• [EXERCISE DESCRIPTION]
Please transcribe every record below exactly as written.

• [TASK INPUT]
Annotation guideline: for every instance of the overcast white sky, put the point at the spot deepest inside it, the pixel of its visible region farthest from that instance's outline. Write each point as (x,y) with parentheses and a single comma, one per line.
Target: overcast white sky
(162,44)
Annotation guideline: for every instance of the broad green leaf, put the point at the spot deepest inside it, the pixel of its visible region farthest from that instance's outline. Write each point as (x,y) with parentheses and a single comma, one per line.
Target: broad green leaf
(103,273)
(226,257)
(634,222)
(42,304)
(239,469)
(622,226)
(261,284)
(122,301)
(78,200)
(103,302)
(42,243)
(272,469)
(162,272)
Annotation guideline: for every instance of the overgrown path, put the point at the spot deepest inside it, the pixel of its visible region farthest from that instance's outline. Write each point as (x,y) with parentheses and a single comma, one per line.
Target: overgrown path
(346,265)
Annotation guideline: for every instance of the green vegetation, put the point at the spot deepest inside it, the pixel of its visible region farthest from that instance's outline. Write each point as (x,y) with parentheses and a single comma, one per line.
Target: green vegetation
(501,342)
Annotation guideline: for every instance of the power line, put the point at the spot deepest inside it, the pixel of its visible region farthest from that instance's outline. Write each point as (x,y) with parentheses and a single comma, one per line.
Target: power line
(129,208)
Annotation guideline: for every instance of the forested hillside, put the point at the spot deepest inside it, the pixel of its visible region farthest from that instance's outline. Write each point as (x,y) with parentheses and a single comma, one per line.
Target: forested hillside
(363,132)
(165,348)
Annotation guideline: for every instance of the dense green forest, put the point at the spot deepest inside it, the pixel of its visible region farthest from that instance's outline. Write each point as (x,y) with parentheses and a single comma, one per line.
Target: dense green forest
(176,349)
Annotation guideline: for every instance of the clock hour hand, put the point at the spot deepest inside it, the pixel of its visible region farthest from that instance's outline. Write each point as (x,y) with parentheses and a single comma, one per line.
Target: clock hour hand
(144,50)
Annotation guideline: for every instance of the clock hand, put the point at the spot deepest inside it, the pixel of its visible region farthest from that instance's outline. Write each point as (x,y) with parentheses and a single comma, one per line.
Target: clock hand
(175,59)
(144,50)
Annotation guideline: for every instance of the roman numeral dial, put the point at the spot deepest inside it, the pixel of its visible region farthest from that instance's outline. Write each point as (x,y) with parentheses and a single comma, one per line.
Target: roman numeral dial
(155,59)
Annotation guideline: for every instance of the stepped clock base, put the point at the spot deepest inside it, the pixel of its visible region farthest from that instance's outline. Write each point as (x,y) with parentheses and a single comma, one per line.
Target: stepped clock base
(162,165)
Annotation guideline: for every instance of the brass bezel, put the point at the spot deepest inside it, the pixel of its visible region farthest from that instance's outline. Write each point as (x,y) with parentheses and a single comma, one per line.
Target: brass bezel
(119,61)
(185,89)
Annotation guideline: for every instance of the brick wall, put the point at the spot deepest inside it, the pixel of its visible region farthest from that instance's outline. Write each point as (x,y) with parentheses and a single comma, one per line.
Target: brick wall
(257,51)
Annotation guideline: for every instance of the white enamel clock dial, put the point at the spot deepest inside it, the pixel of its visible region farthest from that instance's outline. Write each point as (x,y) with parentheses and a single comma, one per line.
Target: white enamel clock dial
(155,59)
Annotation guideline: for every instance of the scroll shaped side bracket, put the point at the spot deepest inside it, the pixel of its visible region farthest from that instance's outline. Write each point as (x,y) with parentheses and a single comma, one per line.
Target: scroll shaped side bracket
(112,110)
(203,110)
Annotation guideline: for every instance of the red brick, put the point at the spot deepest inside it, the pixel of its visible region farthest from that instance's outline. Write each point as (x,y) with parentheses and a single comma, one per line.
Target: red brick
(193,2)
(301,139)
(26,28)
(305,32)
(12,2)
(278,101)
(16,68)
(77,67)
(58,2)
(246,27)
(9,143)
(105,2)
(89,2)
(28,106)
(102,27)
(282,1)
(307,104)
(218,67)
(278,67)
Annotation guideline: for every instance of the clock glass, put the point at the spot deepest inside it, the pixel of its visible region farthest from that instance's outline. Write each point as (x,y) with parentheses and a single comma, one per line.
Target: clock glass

• [COMPLETED EXERCISE]
Annotation guideline: for every instance of the overcast white sky, put the point at the spot deepest inside it, the pixel of its visible region farthest from that instance's outline. Write each point as (x,y) with parentheses and a single comma, one per line.
Target: overcast white sky
(162,44)
Annotation guideline: for every instance of the broad green leaf, put the point at the spot deepest inside it, the pixel of its visible region farthest from that instance's outline. Write each point as (x,y) with parentheses and a single comma, one per line.
Target: broad green leaf
(103,273)
(226,257)
(634,222)
(42,304)
(239,469)
(622,226)
(261,284)
(122,301)
(78,200)
(103,302)
(42,243)
(272,469)
(162,272)
Annotation guideline: for every instance of the overgrown path, put the point at the spot deepest inside it, the pixel of its visible region farthest from that instance's outline. Write each point as (x,y) with parentheses and a single comma, one per line.
Target: overgrown path
(346,265)
Annotation guideline: for every instance of the green vegetation, put the point at the spot deepest inside it, the pixel of its visible region farthest from that instance's outline. Write each point as (x,y) with parentheses and a single comma, one per line.
Target: green vegetation
(501,342)
Annotation guideline: for every instance of the power line, put the point at the spot deepest inside it, the pixel of its visible region farthest from that instance's outline. Write each point as (x,y) with parentheses and a single comma, one per line.
Target: power line
(129,208)
Annotation guideline: for every instance of the forested hillside, put the point at the spot deepest inside it, the pixel of its visible region farthest from that instance's outline. Write each point as (x,y) with parentheses and a single comma, one per line.
Target: forested hillside
(363,132)
(165,348)
Annotation guideline: for every instance of the dense green forest, put the point at the spot deepest inside it, the pixel of its visible region farthest from that instance's outline. Write each point as (x,y) with parentheses and a single comma, one per line.
Target: dense green forest
(176,349)
Annotation guideline: for every instance of the clock hour hand, put the point at the spot deepest inside it, the pixel of its visible region farthest from that instance's outline. Write each point as (x,y) with parentheses and a single comma, one per line.
Target: clock hour hand
(144,50)
Annotation guideline: for every instance of the clock hand, put the point at the spot deepest inside it, the pixel of its visible region farthest from that instance's outline. Write each point as (x,y) with parentheses and a single comma, one per line.
Target: clock hand
(175,59)
(144,50)
Annotation guideline: for every instance of the roman numeral dial, put the point at the spot deepest inside it, the pixel of its visible region farthest from that instance's outline. Write each point as (x,y) with parentheses and a single comma, one per line.
Target: roman numeral dial
(155,59)
Annotation guideline: for every instance of the stepped clock base, put the point at the spot deepest inside it, the pixel of its visible region farthest from that instance's outline. Write each point as (x,y) with parentheses and a single comma, one per line.
Target: stepped clock base
(162,165)
Annotation guideline: for every instance of the brass bezel, put the point at the spot deepest inside it, the pixel of its visible region farthest from that instance's outline. Write each point as (x,y) with parentheses and a single comma, one per line.
Target: brass bezel
(119,61)
(185,89)
Annotation guideline: for every instance of the brick wall, put the point at the spot deepest inside it, the pixel of its visible region farthest from that instance's outline. Write each point as (x,y) with parentheses and a single comma, one per line.
Target: brick wall
(257,51)
Annotation guideline: for every instance of the white enamel clock dial, put the point at the spot deepest inside it, the pixel of its visible region farthest from that instance's outline. Write each point as (x,y) with parentheses and a single comma, one per line.
Target: white enamel clock dial
(155,59)
Annotation guideline: for every instance of the scroll shaped side bracket, put the point at the spot deepest inside it, the pixel of its visible region farthest from that instance's outline. Write each point as (x,y) with parentheses and a single comma, one per line.
Target: scroll shaped side bracket
(112,110)
(203,110)
Annotation guideline: for every instance of the red brick, put the point at the spot deepest inside it, the pixel of its visible region farthest from that instance's outline. Write each point as (x,y) with parentheses and a single comma, one per line.
Target: red brick
(193,2)
(301,139)
(26,28)
(305,32)
(12,2)
(278,101)
(16,68)
(77,67)
(58,2)
(246,27)
(9,143)
(105,2)
(89,2)
(28,106)
(102,27)
(282,1)
(307,104)
(218,67)
(278,67)
Annotation guideline: for every instance of the clock glass, put the point at the spot deepest inside it, the pixel of its visible region farthest from that instance's outline. Write each point as (x,y) with parentheses and a single comma, one per line.
Target: clock glass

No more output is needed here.